-- GOAL --
Reproduce every one of the following lines verbatim, keeping their order and wording unchanged.

-- WORKING DATA --
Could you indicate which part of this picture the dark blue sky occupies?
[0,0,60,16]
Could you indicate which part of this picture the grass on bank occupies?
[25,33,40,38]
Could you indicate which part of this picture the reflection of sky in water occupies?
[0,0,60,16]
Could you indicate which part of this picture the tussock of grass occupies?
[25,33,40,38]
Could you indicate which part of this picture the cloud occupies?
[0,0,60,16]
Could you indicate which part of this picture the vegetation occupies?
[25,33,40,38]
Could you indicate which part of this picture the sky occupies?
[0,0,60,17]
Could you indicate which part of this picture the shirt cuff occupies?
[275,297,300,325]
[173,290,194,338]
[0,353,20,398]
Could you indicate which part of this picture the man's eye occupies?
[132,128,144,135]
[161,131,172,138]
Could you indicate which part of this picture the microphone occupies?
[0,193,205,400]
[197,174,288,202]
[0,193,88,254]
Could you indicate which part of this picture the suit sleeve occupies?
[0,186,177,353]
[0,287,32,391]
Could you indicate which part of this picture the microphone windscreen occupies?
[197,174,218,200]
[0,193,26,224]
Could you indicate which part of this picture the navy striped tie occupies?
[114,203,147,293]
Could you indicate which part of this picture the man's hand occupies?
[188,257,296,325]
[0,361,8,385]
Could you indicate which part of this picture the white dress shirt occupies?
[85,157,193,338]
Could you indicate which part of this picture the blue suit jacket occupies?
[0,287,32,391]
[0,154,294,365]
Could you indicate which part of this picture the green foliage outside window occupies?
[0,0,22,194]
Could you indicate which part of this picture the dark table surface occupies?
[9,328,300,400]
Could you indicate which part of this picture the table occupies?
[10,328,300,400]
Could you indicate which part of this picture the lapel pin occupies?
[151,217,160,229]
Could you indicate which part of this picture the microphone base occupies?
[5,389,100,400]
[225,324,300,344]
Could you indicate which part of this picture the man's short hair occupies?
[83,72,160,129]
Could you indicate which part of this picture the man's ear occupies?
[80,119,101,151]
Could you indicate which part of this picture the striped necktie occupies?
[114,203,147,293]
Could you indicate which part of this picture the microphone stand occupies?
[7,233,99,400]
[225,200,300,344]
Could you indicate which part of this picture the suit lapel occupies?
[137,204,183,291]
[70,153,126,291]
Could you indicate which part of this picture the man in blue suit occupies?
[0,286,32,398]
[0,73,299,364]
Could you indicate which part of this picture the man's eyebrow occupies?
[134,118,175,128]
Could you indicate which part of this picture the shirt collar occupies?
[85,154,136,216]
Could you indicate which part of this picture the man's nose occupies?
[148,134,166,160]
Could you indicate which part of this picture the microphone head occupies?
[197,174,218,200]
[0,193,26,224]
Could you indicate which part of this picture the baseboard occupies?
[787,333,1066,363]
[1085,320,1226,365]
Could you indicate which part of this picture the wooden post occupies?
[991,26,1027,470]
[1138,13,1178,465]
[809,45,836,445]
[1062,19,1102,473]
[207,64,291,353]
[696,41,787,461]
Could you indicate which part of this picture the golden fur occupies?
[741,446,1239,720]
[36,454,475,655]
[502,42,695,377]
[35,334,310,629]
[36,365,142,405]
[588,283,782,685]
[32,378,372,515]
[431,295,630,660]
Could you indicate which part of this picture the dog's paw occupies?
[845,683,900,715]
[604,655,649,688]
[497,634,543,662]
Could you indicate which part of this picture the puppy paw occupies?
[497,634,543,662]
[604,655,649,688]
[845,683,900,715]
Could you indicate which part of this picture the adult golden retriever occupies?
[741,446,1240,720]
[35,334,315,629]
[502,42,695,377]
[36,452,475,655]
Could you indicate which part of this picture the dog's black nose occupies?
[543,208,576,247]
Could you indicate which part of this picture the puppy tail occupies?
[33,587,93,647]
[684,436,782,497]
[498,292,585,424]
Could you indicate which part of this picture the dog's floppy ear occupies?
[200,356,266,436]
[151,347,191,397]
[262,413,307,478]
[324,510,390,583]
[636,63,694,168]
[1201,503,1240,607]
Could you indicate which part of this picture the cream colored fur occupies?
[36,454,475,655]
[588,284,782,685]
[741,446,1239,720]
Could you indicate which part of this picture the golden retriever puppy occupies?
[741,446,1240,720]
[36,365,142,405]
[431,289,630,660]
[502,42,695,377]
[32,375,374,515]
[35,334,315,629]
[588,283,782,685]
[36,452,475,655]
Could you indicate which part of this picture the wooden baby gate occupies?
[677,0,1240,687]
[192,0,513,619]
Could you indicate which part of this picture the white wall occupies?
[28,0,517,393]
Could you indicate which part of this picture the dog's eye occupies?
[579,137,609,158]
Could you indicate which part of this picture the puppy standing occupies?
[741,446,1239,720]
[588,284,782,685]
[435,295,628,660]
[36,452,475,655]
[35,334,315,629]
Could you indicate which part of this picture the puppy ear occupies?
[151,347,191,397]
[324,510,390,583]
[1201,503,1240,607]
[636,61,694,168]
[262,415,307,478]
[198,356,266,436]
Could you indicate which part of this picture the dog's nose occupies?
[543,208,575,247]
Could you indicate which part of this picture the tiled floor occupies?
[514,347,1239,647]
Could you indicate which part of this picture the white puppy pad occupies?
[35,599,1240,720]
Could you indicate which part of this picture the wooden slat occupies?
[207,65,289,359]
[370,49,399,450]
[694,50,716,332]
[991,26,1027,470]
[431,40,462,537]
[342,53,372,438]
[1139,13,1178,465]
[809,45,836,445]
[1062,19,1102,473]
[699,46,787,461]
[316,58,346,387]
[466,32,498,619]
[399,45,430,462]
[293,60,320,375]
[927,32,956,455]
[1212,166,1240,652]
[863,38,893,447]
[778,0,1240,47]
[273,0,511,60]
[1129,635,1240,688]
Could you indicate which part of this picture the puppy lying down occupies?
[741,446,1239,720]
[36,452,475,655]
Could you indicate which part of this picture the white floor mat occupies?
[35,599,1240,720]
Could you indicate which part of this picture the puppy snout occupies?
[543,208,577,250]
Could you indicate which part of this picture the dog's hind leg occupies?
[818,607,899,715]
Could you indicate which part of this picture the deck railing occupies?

-- FULL RESPONSE --
Could you indicate which part of this picture the dark blue sky occupies?
[0,0,60,16]
Could you indicate which part of this picture the grass on bank occupies?
[25,33,40,38]
Could you indicate which part of this picture the reflection of sky in water occupies?
[0,0,60,16]
Could you indicate which part of this picture the tussock of grass occupies?
[25,33,40,38]
Could you indicate which part of this picture the cloud occupies?
[0,0,60,16]
Could you indicate which part of this picture the vegetation occupies?
[25,33,40,38]
Could you indicate which part of this picture the sky occupies?
[0,0,60,17]
Could you indicate which part of this picture the shirt cuff occupies?
[275,297,300,325]
[173,290,194,338]
[0,353,20,398]
Could you indicate which part of this picture the man's eye occupies?
[132,128,144,135]
[161,131,172,138]
Could you indicate which part of this picture the microphone occupies?
[0,193,205,400]
[197,174,288,202]
[0,193,88,254]
Could you indicate which part of this picture the suit sleeve occupies?
[0,186,177,353]
[0,287,32,391]
Could you indicate which part of this picture the microphone windscreen occupies?
[197,174,218,200]
[0,193,26,224]
Could you indicate which part of this picture the navy striped tie occupies?
[114,203,147,293]
Could you indicate which part of this picture the man's hand occupies?
[188,257,296,325]
[0,361,8,385]
Could you indicate which part of this picture the white dress shirt occupies?
[85,157,193,338]
Could you indicate which part of this picture the blue suit jacket occupies?
[0,287,32,391]
[0,154,294,365]
Could you indicate which part of this picture the green foliage outside window occupies?
[0,0,22,194]
Could you indicate which part of this picture the dark table surface occupies?
[9,328,300,400]
Could you indicate which part of this picture the table occupies?
[10,328,300,400]
Could you indicate which part of this picture the lapel pin occupies?
[151,217,160,229]
Could you indicate which part of this picture the microphone base occupies?
[5,389,100,400]
[225,324,300,344]
Could you indicate which part of this picture the man's short hair occupies?
[83,72,160,129]
Could you indicate which part of this picture the man's ear occupies?
[80,119,101,151]
Could you indicate which part of this picture the striped necktie occupies?
[114,203,147,293]
Could you indicate which part of this picture the microphone stand occupies?
[7,233,99,400]
[225,200,300,344]
Could you indicate which part of this picture the suit lapel occupies?
[137,204,183,291]
[70,153,126,291]
Could you indicate which part of this picture the man in blue suit occupies?
[0,286,32,398]
[0,73,299,364]
Could you indicate which part of this picture the man's eyebrow occupies?
[134,118,175,128]
Could you indicate which part of this picture the shirt collar occupies?
[85,154,136,216]
Could you indicate which part of this picture the man's nose occupies?
[148,134,166,160]
Could you indicate which part of this picture the microphone head occupies?
[197,174,218,200]
[0,193,26,224]
Could you indicate which part of this picture the baseboard occupies?
[787,333,1066,363]
[1085,320,1226,365]
Could you indicate which part of this picture the wooden post occupies?
[991,26,1027,470]
[1138,13,1178,465]
[809,45,836,445]
[1062,19,1102,473]
[207,64,291,353]
[696,41,787,461]
Could you indicate which part of this picture the golden fur occupies?
[741,446,1239,720]
[36,454,475,655]
[502,42,695,377]
[35,334,310,629]
[36,365,142,405]
[588,283,782,685]
[32,378,372,515]
[431,295,630,660]
Could you indicate which part of this picture the dog's paw occupies?
[845,683,900,715]
[604,655,649,688]
[497,634,543,662]
Could you indicate which part of this picture the puppy paw occupies?
[497,634,543,662]
[604,655,649,688]
[845,683,900,715]
Could you indicate which part of this picture the adult golden retriever occupies?
[741,446,1240,720]
[35,334,315,629]
[502,42,695,377]
[36,452,475,655]
Could you indicate which part of this picture the dog's black nose occupies?
[543,208,576,247]
Could you indicate which part of this picture the puppy tail occupies?
[33,587,93,647]
[684,436,782,497]
[498,292,585,424]
Could you indicate which part of this picture the dog's floppy ear occupies?
[200,356,266,436]
[151,347,191,397]
[262,413,307,478]
[324,510,390,583]
[636,63,694,168]
[1201,503,1240,607]
Could you indicate which part of this picture the cream colored fur occupies?
[36,454,475,655]
[588,284,782,685]
[741,446,1239,720]
Could you indicate which part of this picture the golden retriever puppy occupies?
[741,446,1240,720]
[36,365,142,405]
[431,289,630,660]
[502,42,695,377]
[32,375,374,515]
[35,334,315,629]
[588,283,782,685]
[36,452,475,655]
Could you indicate which part of this picture the wooden baby gate occupies?
[677,0,1240,687]
[192,0,513,619]
Could you indicate which part of this picture the white wall occupies?
[28,0,517,393]
Could you indicate which part of this picture the dog's eye occupies?
[579,137,609,158]
Could you indicate which part of this picture the puppy standing occupies?
[741,446,1239,720]
[588,284,782,685]
[435,295,628,660]
[36,452,475,655]
[35,334,315,629]
Could you indicate which part of this picture the puppy ear occupies?
[151,347,191,397]
[324,510,390,583]
[1201,503,1240,607]
[636,61,694,168]
[262,415,307,478]
[198,356,266,436]
Could you indicate which part of this picture the dog's nose occupies?
[543,208,575,247]
Could you indicate which part of this picture the tiled floor occupies?
[514,347,1239,647]
Could you indicate which part of this picture the white puppy pad occupies?
[35,599,1240,720]
Could you indicate which part of this picture the wooden slat occupies?
[207,65,289,359]
[370,49,399,450]
[694,50,716,332]
[991,26,1027,470]
[431,40,462,537]
[342,53,372,438]
[1139,13,1178,465]
[809,45,836,445]
[1062,19,1102,473]
[699,46,787,461]
[316,58,346,387]
[466,32,498,619]
[399,45,430,462]
[293,60,320,375]
[927,32,956,455]
[1212,166,1240,652]
[863,38,893,447]
[778,0,1240,47]
[273,0,511,60]
[1129,635,1240,688]
Could you indicate which part of this picture the puppy lying down occupies?
[741,446,1239,720]
[36,452,475,655]
Could you indicate which part of this picture the white floor mat occupies?
[35,599,1240,720]
Could you indicate which part of this picture the puppy snout occupies?
[543,208,577,250]
Could you indicate which part of this picture the dog's hind leg occupies?
[818,607,899,715]
Could you indicate which part of this picture the deck railing occupies?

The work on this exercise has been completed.